(Object position labeling data)

start

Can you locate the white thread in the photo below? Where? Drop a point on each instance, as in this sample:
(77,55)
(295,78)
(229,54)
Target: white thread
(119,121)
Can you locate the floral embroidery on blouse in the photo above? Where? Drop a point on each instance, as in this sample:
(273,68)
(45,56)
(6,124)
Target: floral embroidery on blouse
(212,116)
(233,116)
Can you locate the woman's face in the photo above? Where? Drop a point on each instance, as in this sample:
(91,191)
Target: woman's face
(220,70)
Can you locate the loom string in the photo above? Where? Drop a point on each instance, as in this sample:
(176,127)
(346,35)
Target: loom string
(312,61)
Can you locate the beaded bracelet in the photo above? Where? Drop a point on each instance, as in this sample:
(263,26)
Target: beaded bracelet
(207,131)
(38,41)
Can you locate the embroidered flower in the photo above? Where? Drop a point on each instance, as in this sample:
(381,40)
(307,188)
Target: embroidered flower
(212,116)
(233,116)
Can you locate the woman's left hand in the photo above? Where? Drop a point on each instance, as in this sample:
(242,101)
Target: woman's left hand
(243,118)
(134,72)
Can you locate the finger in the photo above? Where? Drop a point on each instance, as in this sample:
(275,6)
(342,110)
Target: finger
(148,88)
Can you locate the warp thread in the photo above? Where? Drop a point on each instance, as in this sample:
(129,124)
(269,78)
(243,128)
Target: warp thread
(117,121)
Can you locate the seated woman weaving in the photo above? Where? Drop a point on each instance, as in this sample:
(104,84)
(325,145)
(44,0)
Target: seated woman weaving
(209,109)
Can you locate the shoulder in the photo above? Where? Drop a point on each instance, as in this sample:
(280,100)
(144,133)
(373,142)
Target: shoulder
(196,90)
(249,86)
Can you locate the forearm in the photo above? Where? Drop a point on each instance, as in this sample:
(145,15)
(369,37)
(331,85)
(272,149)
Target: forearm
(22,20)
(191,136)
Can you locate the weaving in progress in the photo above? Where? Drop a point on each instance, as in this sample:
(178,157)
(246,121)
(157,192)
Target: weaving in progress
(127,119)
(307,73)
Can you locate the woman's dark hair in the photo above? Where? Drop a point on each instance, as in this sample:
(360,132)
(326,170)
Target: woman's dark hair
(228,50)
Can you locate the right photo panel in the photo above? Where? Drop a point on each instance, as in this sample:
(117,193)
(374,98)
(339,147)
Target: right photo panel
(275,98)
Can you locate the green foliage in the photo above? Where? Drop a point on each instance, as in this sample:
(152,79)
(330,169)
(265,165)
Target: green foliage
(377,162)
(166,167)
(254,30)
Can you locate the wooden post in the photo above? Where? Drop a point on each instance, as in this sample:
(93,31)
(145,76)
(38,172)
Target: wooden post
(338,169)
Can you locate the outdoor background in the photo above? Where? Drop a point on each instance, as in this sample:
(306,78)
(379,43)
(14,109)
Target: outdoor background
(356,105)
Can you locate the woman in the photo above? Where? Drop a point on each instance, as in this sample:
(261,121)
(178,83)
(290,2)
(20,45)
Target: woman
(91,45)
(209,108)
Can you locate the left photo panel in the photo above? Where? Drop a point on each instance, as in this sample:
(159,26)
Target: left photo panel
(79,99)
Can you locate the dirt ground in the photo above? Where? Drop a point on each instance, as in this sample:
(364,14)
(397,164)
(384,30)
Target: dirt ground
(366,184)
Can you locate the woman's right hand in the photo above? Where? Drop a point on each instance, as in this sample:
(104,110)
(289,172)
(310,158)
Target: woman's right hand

end

Aim of the task: Write out the data again, starting with the line with "Can you locate the wooden" and going on through the end of the data, keeping every line and raising each coordinate in the answer points by 7.

Solution for this task:
Can you locate the wooden post in the photo above? Where? Drop a point on each instance, as in this sample:
(93,31)
(145,76)
(38,172)
Target: wooden post
(345,176)
Can you locate the outdoor background in the photo above? Where? Drop a point on each instance, as in this sample:
(306,78)
(379,43)
(14,109)
Target: outdoor background
(363,112)
Can you locate the woman in the photo above? Where? Drop a point on each instance, as in this sample:
(261,121)
(178,83)
(290,2)
(20,45)
Target: woman
(98,52)
(216,115)
Can you locate the left photo panel in the photo above? Where? Drop a point on each instance, as in this sample:
(159,26)
Target: left photo panel
(86,106)
Can you locate the dirt ground in the photo above? Where? Drop a point on each instance, as in this sample:
(364,14)
(397,164)
(384,30)
Target: dirt ground
(373,191)
Can you locate the woman's right hand in the photo above? Where? Drop a point on each instance, as in this sample:
(104,110)
(289,172)
(310,158)
Target: woman's right hand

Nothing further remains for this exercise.